START Task material

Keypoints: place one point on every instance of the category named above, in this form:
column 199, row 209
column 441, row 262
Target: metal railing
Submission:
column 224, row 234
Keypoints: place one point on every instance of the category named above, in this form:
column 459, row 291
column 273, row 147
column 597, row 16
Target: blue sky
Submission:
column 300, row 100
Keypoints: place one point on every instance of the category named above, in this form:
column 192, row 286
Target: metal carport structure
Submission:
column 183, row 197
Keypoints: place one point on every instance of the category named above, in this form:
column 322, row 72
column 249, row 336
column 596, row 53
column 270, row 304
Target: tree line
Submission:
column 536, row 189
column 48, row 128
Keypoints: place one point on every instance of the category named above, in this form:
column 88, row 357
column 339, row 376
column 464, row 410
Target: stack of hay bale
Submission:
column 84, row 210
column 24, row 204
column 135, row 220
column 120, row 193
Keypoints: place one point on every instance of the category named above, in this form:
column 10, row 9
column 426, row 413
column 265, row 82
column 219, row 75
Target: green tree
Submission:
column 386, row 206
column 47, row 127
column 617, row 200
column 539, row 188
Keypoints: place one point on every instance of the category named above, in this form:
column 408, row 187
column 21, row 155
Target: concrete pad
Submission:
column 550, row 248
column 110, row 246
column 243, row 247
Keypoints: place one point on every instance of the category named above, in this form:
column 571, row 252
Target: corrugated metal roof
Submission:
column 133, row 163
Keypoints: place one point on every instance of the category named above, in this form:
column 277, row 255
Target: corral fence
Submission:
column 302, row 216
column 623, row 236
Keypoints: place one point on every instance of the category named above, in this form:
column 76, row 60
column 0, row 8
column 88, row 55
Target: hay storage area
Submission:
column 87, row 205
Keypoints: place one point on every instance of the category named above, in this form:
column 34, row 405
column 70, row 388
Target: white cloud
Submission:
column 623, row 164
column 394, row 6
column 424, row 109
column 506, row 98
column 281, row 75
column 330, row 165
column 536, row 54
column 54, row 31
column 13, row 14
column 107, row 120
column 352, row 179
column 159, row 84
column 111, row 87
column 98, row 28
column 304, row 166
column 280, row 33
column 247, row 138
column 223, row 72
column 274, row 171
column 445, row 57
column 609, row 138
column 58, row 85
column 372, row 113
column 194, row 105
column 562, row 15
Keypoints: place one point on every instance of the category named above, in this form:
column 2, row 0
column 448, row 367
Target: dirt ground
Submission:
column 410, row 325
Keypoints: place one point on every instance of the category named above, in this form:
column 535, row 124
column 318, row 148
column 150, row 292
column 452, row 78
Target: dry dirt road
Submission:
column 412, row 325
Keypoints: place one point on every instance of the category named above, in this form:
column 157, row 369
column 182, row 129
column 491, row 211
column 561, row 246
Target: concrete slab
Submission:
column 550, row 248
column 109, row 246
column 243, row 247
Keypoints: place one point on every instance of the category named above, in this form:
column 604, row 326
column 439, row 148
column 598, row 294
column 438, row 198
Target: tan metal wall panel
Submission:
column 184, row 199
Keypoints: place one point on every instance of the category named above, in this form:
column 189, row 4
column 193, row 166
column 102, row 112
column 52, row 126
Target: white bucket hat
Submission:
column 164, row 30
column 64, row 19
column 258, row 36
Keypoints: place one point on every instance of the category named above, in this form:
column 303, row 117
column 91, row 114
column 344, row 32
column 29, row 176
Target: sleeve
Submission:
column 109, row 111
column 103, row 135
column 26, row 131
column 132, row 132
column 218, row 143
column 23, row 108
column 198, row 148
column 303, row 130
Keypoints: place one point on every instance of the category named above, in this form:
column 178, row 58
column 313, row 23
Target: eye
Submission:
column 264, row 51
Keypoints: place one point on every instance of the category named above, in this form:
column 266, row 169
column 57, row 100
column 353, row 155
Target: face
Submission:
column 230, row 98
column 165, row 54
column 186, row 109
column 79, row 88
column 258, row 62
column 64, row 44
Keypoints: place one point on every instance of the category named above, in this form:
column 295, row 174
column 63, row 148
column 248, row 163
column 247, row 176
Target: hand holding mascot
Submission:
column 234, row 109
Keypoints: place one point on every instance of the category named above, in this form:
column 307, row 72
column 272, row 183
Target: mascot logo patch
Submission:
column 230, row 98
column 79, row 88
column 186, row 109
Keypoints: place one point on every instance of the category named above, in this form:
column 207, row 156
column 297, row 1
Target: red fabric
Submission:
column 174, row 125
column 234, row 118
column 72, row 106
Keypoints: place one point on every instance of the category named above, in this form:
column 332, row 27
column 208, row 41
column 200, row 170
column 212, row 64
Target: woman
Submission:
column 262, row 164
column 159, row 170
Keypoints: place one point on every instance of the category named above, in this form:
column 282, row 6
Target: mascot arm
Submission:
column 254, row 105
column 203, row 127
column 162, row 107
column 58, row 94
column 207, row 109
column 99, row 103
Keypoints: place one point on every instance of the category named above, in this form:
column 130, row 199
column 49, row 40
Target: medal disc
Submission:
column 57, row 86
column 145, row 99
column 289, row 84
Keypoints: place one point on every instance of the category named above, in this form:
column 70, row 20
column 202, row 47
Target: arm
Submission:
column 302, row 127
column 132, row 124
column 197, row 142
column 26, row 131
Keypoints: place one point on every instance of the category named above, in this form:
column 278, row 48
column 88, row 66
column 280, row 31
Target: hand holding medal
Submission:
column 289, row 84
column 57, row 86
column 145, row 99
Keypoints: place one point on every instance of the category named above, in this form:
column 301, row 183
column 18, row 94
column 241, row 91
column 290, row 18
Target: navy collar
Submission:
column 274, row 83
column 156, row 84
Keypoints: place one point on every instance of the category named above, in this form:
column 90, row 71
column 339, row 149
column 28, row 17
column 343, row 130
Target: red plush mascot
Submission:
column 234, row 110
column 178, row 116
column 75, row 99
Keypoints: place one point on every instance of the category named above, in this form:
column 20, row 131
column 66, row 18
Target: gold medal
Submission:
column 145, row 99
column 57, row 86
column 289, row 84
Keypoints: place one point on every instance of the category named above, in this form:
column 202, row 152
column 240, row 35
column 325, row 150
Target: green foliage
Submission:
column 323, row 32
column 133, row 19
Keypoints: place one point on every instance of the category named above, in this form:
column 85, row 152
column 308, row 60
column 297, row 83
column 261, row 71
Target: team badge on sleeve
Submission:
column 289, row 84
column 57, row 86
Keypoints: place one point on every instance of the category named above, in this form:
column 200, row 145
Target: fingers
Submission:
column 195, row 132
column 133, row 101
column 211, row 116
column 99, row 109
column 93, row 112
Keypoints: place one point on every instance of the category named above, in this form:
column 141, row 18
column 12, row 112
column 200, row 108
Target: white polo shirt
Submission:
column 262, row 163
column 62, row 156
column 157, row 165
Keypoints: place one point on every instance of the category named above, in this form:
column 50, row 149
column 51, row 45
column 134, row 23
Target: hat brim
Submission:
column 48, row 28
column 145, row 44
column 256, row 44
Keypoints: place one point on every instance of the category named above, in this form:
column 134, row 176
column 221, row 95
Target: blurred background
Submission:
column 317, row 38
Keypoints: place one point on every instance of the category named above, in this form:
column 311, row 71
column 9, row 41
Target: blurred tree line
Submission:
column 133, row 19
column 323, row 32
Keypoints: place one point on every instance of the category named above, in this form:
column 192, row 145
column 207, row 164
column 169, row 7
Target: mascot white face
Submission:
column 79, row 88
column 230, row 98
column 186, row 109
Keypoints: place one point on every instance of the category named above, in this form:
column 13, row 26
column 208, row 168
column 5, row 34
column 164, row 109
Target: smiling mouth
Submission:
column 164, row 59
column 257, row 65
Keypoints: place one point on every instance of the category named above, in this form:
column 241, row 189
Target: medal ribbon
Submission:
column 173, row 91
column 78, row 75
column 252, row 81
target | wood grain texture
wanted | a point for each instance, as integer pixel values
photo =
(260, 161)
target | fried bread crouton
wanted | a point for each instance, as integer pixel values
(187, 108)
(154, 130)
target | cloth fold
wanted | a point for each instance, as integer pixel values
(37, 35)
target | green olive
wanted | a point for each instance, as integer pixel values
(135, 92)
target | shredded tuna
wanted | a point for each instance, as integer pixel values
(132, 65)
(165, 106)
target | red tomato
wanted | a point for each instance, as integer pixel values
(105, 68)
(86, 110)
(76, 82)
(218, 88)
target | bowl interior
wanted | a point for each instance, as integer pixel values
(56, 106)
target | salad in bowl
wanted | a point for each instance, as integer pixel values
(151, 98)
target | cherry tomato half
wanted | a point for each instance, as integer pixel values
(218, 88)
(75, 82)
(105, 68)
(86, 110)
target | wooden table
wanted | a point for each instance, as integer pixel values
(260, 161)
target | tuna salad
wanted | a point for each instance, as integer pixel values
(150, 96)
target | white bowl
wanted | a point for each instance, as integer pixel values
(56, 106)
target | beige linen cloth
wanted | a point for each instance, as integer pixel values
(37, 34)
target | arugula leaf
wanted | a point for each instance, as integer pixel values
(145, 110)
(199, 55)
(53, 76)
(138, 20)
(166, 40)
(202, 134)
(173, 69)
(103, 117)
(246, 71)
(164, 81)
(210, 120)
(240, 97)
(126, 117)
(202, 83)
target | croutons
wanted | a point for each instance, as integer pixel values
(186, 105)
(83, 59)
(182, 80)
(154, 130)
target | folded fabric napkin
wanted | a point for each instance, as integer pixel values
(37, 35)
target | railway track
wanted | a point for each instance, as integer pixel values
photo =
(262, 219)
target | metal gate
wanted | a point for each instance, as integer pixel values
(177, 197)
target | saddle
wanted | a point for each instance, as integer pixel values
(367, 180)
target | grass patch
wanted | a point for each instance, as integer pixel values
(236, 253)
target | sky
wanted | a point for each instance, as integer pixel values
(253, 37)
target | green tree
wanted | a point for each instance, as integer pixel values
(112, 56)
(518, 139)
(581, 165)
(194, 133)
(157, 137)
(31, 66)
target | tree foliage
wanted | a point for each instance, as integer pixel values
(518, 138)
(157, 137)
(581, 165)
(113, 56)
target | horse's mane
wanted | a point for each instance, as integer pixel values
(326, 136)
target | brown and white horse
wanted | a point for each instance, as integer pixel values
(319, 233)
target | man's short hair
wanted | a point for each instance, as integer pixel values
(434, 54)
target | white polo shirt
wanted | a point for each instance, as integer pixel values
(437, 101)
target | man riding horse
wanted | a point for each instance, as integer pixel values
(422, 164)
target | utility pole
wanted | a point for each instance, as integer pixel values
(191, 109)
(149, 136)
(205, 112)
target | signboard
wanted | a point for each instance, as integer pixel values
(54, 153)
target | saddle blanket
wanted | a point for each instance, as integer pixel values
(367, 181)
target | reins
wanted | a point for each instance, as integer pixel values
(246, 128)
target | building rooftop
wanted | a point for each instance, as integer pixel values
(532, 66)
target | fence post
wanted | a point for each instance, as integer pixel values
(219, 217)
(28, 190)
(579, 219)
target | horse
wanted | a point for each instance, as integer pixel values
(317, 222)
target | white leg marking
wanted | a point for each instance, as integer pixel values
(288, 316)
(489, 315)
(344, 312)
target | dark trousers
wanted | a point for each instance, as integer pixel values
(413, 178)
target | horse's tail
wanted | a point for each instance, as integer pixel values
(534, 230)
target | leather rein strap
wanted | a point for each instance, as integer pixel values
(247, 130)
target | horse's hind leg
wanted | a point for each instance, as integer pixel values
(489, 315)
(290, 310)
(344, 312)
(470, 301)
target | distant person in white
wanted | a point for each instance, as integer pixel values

END Task material

**Problem statement**
Please work out how many lines of the data include the string "cloth" and reply with the number alone.

**Result**
2